# What do you use on your engine???



## cutrunner (Jun 8, 2010)

Use all yamaha oem parts, no aftermarket stuff. Fluah it after every use, grease fittings occasionally and spray under the hood with crc 656 liberally. And maybe run yamaha ring free in the fuel, thats about it


----------



## swampfox (May 9, 2007)

^ the man has spoken 


[smiley=z-respect.gif]


----------



## hferrell87 (Jan 28, 2013)

> Use all yamaha oem parts, no aftermarket stuff. Fluah it after every use, grease fittings occasionally and spray under the hood with crc 656 liberally. And maybe run yamaha ring free in the fuel, thats about it


Thanks a lot for the info!! When searching Yamaha ring free, I noticed there is also ring free plus... Is the plus version just as suitable as the regular ring free? Also, in reference to grease, is there a marine grade grease that I should be looking for or just a generic grease will work? Thanks again for the response!!


----------



## Net 30 (Mar 24, 2012)

> Use all yamaha oem parts, no aftermarket stuff. Fluah it after every use, grease fittings occasionally and spray under the hood with crc 656 liberally. And maybe run yamaha ring free in the fuel, thats about it


X2.

I'm a big fan of Salt-Away every couple of uses…run it thru a warm engine and then the rest gets sprayed on the aluminum trailer.

**Instructions**
**a.** Transcribe the engine maintenance thread word for word, starting at "[smiley=z-respect.gif]" and ending at "for the response!!".
**b.** Write the next part of the engine maintenance thread, starting after its last post.
The data after this point is separate from the engine maintenance thread.

[Position identification records]
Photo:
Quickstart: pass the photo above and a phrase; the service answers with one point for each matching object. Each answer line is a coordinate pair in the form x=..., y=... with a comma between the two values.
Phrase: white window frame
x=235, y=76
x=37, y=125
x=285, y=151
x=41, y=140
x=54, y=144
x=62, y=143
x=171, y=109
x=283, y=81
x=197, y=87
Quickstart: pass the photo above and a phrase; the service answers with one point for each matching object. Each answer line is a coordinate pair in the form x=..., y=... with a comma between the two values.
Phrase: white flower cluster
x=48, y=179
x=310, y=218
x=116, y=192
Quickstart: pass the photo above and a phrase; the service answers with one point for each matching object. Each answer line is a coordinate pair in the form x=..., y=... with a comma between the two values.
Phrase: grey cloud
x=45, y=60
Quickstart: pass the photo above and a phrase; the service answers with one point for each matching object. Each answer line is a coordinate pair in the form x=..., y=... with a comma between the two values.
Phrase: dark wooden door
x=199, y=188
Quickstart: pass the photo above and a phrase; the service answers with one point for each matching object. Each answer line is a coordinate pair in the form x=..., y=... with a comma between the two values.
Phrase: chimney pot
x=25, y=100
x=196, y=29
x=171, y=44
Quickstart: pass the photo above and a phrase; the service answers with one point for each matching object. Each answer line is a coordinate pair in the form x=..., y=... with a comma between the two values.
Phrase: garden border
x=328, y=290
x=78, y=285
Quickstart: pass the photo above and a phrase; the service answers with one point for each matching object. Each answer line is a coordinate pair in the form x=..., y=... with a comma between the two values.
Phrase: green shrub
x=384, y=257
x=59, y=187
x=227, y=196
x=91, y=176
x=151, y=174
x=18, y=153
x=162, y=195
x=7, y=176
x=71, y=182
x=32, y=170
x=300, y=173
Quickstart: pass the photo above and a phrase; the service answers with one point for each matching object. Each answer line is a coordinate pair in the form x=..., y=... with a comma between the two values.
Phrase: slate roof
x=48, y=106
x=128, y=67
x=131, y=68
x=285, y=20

**Exercise answers**
**a.**
[smiley=z-respect.gif]


----------



## hferrell87 (Jan 28, 2013)

> Use all yamaha oem parts, no aftermarket stuff. Fluah it after every use, grease fittings occasionally and spray under the hood with crc 656 liberally. And maybe run yamaha ring free in the fuel, thats about it


Thanks a lot for the info!! When searching Yamaha ring free, I noticed there is also ring free plus... Is the plus version just as suitable as the regular ring free? Also, in reference to grease, is there a marine grade grease that I should be looking for or just a generic grease will work? Thanks again for the response!!

**b.**
----------



## DuckNut (Apr 3, 2009)

And keep ethanol away from it.


----------



## cutrunner (Jun 8, 2010)

> > Use all yamaha oem parts, no aftermarket stuff. Fluah it after every use, grease fittings occasionally and spray under the hood with crc 656 liberally. And maybe run yamaha ring free in the fuel, thats about it
> 
> 
> Thanks a lot for the info!! When searching Yamaha ring free, I noticed there is also ring free plus... Is the plus version just as suitable as the regular ring free? Also, in reference to grease, is there a marine grade grease that I should be looking for or just a generic grease will work? Thanks again for the response!!


Either ring free is fine, the plus is more designed for ethanol fuel.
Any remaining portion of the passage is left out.